Here at In Defense Of, we welcome you, brave and open-minded music defender. It's an old truth that music writers love the underdog, but how often does that risk-taking really extend into music journalism? Alternately, what happens when a terrible, yet popular band creates something with actual artistic merit? In Defense Of is a forum to defend the seemingly indefensible, to take a second listen and form a second opinion.
In our inaugural column, our very own Derek Hawkins descends into the darkest chapter of perhaps his favorite band — The Ramones — to discuss why we need to stop worrying and learn to love Dee Dee King's Standing in the Spotlight.
There are few if any records that punk rock nerds enjoy beating up on more than Standing In The Spotlight by Dee Dee King. The short-lived rap project by Ramones bassist Dee Dee Ramone got panned as a humiliating failure by music critics on its release in 1989, and people still love to ridicule it as one of rock n roll's most extreme identity crises. The usually even-handed Matt Carlson of AllMusic gives it 1.5 stars, saying the album will "go down in the annals of pop culture as one of the worst recordings of all time." The Wikipedia page describes it, without attribution, as "one of the biggest failures in recording history." Former Village Voice music editor Robert Christgau, a Ramones champion, is a little more equitable, but still scathing: "You're not 'the baddest rapper in Whitestone, Queens' — you're 'the worst rapper in Whitestone, Queens.'"

● ROWS:
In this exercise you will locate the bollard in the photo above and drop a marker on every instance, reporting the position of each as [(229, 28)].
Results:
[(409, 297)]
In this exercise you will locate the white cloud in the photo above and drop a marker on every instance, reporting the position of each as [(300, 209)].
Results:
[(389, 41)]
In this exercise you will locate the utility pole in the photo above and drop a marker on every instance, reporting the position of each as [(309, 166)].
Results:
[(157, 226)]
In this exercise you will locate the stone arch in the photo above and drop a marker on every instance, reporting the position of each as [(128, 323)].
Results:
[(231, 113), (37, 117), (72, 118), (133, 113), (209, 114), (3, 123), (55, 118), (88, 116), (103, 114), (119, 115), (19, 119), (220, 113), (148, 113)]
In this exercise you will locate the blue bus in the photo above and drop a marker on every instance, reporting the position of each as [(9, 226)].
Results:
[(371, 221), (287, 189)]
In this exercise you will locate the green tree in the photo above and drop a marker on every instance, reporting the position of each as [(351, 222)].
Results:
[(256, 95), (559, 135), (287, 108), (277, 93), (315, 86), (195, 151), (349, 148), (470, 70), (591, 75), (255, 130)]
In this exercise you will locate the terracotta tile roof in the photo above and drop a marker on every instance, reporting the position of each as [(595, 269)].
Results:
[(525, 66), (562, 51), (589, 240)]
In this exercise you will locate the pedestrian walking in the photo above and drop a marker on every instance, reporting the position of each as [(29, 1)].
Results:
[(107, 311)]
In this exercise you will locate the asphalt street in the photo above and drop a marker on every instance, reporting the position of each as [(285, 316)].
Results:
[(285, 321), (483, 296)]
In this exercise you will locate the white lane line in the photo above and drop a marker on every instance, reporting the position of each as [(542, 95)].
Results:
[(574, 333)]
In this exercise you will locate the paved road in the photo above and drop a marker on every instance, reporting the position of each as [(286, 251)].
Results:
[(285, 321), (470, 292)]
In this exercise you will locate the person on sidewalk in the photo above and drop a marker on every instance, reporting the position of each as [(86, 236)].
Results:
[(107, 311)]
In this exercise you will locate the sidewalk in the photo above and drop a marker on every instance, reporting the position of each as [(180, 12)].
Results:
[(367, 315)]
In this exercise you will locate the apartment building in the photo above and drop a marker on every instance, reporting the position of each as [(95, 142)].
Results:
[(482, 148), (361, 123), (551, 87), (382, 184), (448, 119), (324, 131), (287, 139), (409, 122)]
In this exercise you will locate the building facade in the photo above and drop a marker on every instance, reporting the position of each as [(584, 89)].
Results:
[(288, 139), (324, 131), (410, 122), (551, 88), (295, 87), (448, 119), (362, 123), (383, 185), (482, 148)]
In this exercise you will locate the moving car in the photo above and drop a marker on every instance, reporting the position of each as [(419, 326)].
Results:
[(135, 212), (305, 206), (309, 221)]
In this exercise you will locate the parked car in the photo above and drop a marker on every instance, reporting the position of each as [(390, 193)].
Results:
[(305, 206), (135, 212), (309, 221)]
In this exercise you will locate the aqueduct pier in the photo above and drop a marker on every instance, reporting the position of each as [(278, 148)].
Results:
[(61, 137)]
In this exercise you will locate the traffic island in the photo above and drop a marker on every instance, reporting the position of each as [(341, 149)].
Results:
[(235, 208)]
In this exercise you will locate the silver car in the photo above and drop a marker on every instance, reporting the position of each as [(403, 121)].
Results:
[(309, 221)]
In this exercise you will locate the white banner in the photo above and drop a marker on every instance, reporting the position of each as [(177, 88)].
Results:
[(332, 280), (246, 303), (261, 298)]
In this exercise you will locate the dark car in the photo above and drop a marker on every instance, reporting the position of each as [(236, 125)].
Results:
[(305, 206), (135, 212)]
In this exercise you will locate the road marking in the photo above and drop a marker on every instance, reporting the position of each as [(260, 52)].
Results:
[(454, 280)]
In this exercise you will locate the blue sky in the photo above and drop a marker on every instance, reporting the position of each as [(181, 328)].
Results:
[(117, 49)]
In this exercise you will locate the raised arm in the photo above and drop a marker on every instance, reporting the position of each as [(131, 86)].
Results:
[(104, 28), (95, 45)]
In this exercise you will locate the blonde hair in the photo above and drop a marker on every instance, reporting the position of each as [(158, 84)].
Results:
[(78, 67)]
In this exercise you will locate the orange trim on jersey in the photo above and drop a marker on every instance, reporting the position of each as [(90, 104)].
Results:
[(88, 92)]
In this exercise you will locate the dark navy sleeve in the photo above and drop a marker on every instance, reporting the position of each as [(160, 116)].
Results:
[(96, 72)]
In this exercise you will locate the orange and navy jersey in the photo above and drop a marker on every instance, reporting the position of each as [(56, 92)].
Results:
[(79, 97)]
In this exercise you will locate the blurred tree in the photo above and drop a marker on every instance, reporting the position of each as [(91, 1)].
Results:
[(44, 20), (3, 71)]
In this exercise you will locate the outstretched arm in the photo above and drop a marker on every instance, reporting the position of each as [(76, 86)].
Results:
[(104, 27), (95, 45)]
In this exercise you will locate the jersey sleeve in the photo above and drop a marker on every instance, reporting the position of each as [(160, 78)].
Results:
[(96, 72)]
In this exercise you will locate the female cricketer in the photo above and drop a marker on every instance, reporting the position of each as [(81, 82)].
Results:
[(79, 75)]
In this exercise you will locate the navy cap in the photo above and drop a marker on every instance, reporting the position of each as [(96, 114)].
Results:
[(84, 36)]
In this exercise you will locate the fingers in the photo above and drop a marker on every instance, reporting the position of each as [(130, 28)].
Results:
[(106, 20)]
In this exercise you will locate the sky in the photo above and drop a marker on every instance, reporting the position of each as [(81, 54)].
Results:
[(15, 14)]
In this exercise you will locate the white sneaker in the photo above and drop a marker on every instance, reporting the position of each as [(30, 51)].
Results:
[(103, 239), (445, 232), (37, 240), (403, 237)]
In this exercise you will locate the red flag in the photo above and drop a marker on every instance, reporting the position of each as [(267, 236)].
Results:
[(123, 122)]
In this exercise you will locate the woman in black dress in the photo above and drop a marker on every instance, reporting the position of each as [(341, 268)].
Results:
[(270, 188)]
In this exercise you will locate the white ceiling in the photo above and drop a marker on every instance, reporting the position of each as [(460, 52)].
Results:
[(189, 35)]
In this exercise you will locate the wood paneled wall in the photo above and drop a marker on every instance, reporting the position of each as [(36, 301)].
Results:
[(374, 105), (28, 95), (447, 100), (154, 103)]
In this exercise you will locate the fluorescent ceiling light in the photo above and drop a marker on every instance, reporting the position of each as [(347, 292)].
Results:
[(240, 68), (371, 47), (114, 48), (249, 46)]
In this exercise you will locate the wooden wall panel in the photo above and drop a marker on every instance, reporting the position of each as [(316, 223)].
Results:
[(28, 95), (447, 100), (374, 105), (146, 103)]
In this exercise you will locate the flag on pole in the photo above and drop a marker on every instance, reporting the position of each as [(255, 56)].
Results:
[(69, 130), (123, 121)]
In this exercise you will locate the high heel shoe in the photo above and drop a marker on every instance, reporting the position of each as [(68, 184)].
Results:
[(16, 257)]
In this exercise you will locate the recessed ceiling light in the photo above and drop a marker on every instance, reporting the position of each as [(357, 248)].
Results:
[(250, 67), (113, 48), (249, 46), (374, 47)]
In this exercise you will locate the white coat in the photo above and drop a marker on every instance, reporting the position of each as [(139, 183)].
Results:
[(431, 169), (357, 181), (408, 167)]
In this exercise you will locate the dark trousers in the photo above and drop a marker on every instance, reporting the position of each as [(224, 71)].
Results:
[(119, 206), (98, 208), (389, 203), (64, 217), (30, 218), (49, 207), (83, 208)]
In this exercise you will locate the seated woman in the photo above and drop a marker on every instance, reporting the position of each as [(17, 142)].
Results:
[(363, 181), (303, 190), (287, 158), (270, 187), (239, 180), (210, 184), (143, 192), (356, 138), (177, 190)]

● WRITTEN PROBLEM: According to the passage on Dee Dee King's album, how many stars does Matt Carlson of AllMusic give Standing In The Spotlight?

● ANSWER IN FULL: 1.5 stars